Arrange every line of all the items below as a Markdown table with the columns No. and Line, numbering the rows in order and omitting blank lines.
□ □ □ □ □
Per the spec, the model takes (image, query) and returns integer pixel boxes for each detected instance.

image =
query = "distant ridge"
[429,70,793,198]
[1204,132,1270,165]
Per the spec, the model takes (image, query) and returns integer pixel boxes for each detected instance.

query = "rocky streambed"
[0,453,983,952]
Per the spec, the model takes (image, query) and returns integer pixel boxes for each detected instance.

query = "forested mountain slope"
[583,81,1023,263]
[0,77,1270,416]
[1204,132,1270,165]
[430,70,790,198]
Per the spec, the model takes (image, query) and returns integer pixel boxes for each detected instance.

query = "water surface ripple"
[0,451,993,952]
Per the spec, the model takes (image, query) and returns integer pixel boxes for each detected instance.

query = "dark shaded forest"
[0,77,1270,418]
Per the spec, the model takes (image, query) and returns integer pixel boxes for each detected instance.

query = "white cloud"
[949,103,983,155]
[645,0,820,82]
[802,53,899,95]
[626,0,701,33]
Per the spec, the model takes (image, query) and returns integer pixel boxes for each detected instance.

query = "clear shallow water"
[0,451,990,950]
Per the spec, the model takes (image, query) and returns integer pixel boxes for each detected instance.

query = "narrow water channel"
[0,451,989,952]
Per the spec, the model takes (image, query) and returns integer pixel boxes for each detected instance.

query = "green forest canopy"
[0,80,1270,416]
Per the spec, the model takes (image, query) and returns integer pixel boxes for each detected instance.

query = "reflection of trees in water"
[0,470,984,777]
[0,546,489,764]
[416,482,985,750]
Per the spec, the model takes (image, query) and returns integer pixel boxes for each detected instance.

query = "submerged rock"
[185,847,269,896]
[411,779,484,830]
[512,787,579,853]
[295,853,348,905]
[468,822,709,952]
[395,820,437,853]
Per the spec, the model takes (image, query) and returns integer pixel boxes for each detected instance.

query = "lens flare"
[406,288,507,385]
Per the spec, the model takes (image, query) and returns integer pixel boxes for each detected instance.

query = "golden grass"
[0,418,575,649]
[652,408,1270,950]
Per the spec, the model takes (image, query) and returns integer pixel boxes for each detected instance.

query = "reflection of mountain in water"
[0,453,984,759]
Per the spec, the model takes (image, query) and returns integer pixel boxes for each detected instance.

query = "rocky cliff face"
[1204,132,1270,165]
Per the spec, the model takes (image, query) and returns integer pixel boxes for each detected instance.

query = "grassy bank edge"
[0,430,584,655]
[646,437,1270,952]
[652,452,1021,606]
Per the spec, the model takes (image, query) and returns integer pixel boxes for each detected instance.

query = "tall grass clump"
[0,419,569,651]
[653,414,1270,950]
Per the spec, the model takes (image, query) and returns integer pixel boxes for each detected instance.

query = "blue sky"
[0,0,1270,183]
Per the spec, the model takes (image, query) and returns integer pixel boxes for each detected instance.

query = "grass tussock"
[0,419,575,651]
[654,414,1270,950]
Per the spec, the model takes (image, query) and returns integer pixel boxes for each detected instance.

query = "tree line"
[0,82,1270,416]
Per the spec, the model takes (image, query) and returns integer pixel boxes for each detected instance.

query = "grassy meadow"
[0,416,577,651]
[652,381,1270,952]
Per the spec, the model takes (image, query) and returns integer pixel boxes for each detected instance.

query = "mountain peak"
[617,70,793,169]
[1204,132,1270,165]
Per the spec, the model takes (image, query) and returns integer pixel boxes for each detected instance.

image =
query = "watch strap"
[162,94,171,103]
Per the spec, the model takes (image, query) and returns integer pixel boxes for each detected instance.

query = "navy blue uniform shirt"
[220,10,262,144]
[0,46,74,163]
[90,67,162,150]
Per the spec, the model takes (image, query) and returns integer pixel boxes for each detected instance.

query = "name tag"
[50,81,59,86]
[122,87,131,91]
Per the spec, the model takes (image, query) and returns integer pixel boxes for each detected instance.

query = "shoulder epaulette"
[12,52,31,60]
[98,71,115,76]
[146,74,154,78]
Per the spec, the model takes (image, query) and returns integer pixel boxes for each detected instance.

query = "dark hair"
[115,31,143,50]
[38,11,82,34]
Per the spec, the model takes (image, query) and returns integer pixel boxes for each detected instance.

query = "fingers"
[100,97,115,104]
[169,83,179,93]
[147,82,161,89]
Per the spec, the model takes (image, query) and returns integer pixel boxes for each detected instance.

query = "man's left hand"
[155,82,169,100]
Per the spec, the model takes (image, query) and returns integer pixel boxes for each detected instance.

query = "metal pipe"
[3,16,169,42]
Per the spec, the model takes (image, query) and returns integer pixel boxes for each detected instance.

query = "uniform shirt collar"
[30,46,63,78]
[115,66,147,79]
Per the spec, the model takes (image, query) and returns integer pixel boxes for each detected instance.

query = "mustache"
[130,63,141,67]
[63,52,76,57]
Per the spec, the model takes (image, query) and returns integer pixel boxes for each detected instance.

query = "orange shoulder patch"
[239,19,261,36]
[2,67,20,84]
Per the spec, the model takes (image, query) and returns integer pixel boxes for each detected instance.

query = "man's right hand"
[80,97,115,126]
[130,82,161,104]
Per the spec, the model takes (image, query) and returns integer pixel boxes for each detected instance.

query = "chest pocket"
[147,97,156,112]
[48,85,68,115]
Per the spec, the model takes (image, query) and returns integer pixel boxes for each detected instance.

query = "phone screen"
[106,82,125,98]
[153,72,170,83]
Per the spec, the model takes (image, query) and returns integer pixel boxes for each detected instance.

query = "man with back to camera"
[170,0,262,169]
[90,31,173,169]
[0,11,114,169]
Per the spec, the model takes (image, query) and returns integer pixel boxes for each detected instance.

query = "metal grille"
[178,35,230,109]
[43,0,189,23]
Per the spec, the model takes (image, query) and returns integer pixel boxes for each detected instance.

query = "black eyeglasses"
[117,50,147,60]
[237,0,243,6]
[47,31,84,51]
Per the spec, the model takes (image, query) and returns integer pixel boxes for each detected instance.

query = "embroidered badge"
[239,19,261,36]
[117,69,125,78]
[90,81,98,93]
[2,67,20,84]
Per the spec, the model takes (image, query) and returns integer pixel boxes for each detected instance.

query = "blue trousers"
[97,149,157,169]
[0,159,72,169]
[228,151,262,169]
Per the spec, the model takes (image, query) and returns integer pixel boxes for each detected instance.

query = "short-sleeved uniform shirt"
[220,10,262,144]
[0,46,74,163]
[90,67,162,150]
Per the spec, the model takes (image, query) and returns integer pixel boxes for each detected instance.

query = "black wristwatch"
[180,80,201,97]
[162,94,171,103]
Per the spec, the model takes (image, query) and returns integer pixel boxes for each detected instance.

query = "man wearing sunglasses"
□ □ □ □ □
_CORRECT ANSWER_:
| No. | Line |
|---|---|
| 1 | Per the spec, the model takes (image, query) and returns integer pixel boxes for each detected instance. |
| 2 | image = |
| 3 | query = "distant ridge" |
| 4 | [429,70,793,198] |
| 5 | [1204,132,1270,165] |
| 6 | Per the spec, the model takes (image, query) and returns integer pixel boxes for each detected instance. |
| 7 | query = "rocky streambed" |
| 8 | [0,453,983,952] |
| 9 | Per the spec, the model takes (image, query) and returns integer pixel boxes for each detected instance. |
| 10 | query = "forested mountain slope" |
| 11 | [583,81,1023,263] |
| 12 | [0,77,1270,416] |
| 13 | [1204,132,1270,165] |
| 14 | [430,70,790,198] |
| 15 | Per the spec, the model takes (image, query) and returns integer pixel boxes for each detected instance. |
| 16 | query = "water surface ripple" |
| 17 | [0,451,993,952] |
| 18 | Per the spec, the model takes (image, query) and returns integer pixel boxes for each detected instance. |
| 19 | query = "dark shaded forest" |
| 20 | [0,77,1270,418] |
| 21 | Per the spec, the model takes (image, query) and returns integer pixel boxes for each detected instance. |
| 22 | query = "white cloud" |
| 23 | [949,103,983,155] |
| 24 | [645,0,820,82] |
| 25 | [802,53,899,95] |
| 26 | [626,0,701,33] |
| 27 | Per the spec, the model takes (image, query) and returns integer pixel boxes for each detected instance. |
| 28 | query = "clear shallow water" |
| 29 | [0,451,990,950] |
| 30 | Per the spec, the model takes (image, query) and returns integer pixel boxes for each detected instance. |
| 31 | query = "narrow water channel" |
| 32 | [0,451,989,952] |
| 33 | Per the spec, the model takes (image, query) and returns integer pixel boxes for each detected instance. |
| 34 | query = "green forest canopy" |
| 35 | [0,80,1270,416] |
| 36 | Per the spec, the model takes (image, query) and returns integer pixel boxes for each detected instance. |
| 37 | query = "reflection of trees in water" |
| 38 | [0,470,984,777] |
| 39 | [0,546,489,764] |
| 40 | [416,482,985,750] |
| 41 | Per the spec, the model takes (image, query) and returns integer pixel boxes for each detected instance. |
| 42 | query = "submerged rock" |
| 43 | [185,847,269,896] |
| 44 | [411,779,484,830] |
| 45 | [512,787,579,853] |
| 46 | [295,853,348,905] |
| 47 | [468,822,709,952] |
| 48 | [395,820,437,853] |
| 49 | Per the spec, the model takes (image, query) and returns integer pixel boxes for each detected instance. |
| 50 | query = "lens flare" |
| 51 | [406,288,507,385] |
| 52 | Per the spec, the model takes (image, query) and returns integer pixel boxes for each detected instance. |
| 53 | query = "golden grass" |
| 54 | [0,418,575,649] |
| 55 | [652,408,1270,950] |
| 56 | Per the spec, the model takes (image, query) and returns integer pixel boxes for each detected instance. |
| 57 | query = "reflection of mountain in water" |
| 58 | [0,453,984,759] |
| 59 | Per the spec, the model takes (image, query) and returns integer pixel boxes for each detected instance. |
| 60 | query = "rocky cliff face" |
| 61 | [1204,132,1270,165] |
| 62 | Per the spec, the model takes (image, query) and returns integer pixel boxes for each detected instance. |
| 63 | query = "grassy bank edge" |
| 64 | [0,430,584,655] |
| 65 | [646,437,1270,952] |
| 66 | [652,452,1021,606] |
| 67 | Per the spec, the model takes (image, query) and returns integer pixel boxes for each detected instance. |
| 68 | query = "tall grass clump" |
| 69 | [0,419,569,651] |
| 70 | [653,414,1270,950] |
| 71 | Per the spec, the model takes (image, query) and returns integer pixel boxes for each detected instance. |
| 72 | query = "blue sky" |
| 73 | [0,0,1270,183] |
| 74 | Per the spec, the model takes (image, query) and returns integer pixel boxes for each detected instance. |
| 75 | query = "grass tussock" |
| 76 | [0,419,575,651] |
| 77 | [654,414,1270,950] |
| 78 | Per the spec, the model takes (image, query) and returns integer pixel boxes for each detected instance. |
| 79 | query = "tree line" |
| 80 | [0,82,1270,416] |
| 81 | Per the spec, the model takes (image, query) and returns integer pixel boxes for each detected instance. |
| 82 | query = "grassy meadow" |
| 83 | [0,416,577,651] |
| 84 | [652,381,1270,952] |
| 85 | Per the spec, the model takes (image, query) and returns integer pixel boxes for each detected instance. |
| 86 | query = "mountain peak" |
| 87 | [617,70,793,169] |
| 88 | [1204,132,1270,165] |
| 89 | Per the spec, the model takes (image, query) and returns integer pixel boxes for each detected instance. |
| 90 | image = |
| 91 | query = "watch strap" |
| 92 | [162,94,171,103] |
| 93 | Per the spec, the model takes (image, query) and returns integer pixel boxes for each detected instance. |
| 94 | query = "navy blue uniform shirt" |
| 95 | [220,10,262,144] |
| 96 | [0,46,74,163] |
| 97 | [90,67,162,150] |
| 98 | Per the spec, the model takes (image, query) and returns integer pixel boxes for each detected instance. |
| 99 | query = "name tag" |
| 100 | [50,81,59,86] |
| 101 | [122,87,131,91] |
| 102 | Per the spec, the model takes (image, query) and returns integer pixel boxes for each detected instance. |
| 103 | query = "shoulder epaulette" |
| 104 | [12,52,31,60] |
| 105 | [98,71,115,76] |
| 106 | [146,74,154,78] |
| 107 | Per the spec, the model takes (image, query) and returns integer pixel boxes for each detected instance. |
| 108 | query = "dark hair" |
| 109 | [115,31,143,50] |
| 110 | [38,11,82,34] |
| 111 | Per the spec, the model takes (image, query) and returns integer pixel boxes for each detected instance. |
| 112 | query = "fingers" |
| 113 | [100,97,115,104] |
| 114 | [169,83,179,93] |
| 115 | [147,82,161,89] |
| 116 | Per the spec, the model takes (image, query) and returns integer pixel boxes for each detected instance. |
| 117 | query = "man's left hand" |
| 118 | [155,82,169,100] |
| 119 | Per the spec, the model takes (image, query) and returns integer pixel boxes for each detected instance. |
| 120 | query = "metal pipe" |
| 121 | [3,16,169,42] |
| 122 | Per the spec, the model takes (image, query) and returns integer pixel boxes for each detected instance. |
| 123 | query = "uniform shirt collar" |
| 124 | [30,46,63,78] |
| 125 | [115,66,147,79] |
| 126 | Per the spec, the model takes (image, query) and returns integer pixel boxes for each detected instance. |
| 127 | query = "mustache" |
| 128 | [130,63,141,67] |
| 129 | [63,52,76,57] |
| 130 | Per the spec, the model takes (image, query) and returns integer pixel boxes for each detected instance. |
| 131 | query = "orange shoulder patch" |
| 132 | [239,19,261,36] |
| 133 | [2,67,20,84] |
| 134 | Per the spec, the model takes (image, query) and returns integer pixel boxes for each detected instance. |
| 135 | query = "man's right hand" |
| 136 | [80,97,115,126] |
| 137 | [130,82,161,104] |
| 138 | Per the spec, the model takes (image, query) and returns integer pixel boxes for each detected instance. |
| 139 | query = "chest pocket" |
| 140 | [147,97,156,112] |
| 141 | [48,85,68,115] |
| 142 | Per the spec, the model takes (image, query) and returns integer pixel boxes for each detected instance. |
| 143 | query = "phone screen" |
| 144 | [106,82,125,98] |
| 145 | [153,72,170,83] |
| 146 | Per the spec, the model takes (image, query) and returns integer pixel boxes for each detected instance. |
| 147 | query = "man with back to camera" |
| 148 | [170,0,262,169] |
| 149 | [90,31,173,169] |
| 150 | [0,11,114,169] |
| 151 | Per the spec, the model takes (image, query) and returns integer pixel boxes for each detected instance. |
| 152 | query = "metal grille" |
| 153 | [178,35,230,109] |
| 154 | [43,0,189,23] |
| 155 | Per the spec, the model takes (image, query) and returns integer pixel boxes for each detected instance. |
| 156 | query = "black eyeglasses" |
| 157 | [117,50,147,60] |
| 158 | [237,0,243,6] |
| 159 | [47,31,84,51] |
| 160 | Per the spec, the model takes (image, query) and returns integer pixel boxes for each detected instance. |
| 161 | query = "embroidered badge" |
| 162 | [239,19,261,36] |
| 163 | [117,69,125,78] |
| 164 | [90,81,98,93] |
| 165 | [2,67,20,84] |
| 166 | Per the spec, the model takes (image, query) and returns integer pixel boxes for each detected instance. |
| 167 | query = "blue trousers" |
| 168 | [97,149,157,169] |
| 169 | [0,159,72,169] |
| 170 | [228,151,262,169] |
| 171 | Per the spec, the model takes (image, query) and returns integer pixel boxes for each detected instance. |
| 172 | query = "short-sleeved uniform shirt" |
| 173 | [220,10,262,144] |
| 174 | [0,46,74,163] |
| 175 | [90,67,162,150] |
| 176 | Per the spec, the model takes (image, query) and returns integer pixel boxes for each detected instance. |
| 177 | query = "black wristwatch" |
| 178 | [180,80,201,97] |
| 179 | [162,94,171,103] |
| 180 | Per the spec, the model takes (image, query) and returns integer pixel boxes for each detected instance. |
| 181 | query = "man wearing sunglasses" |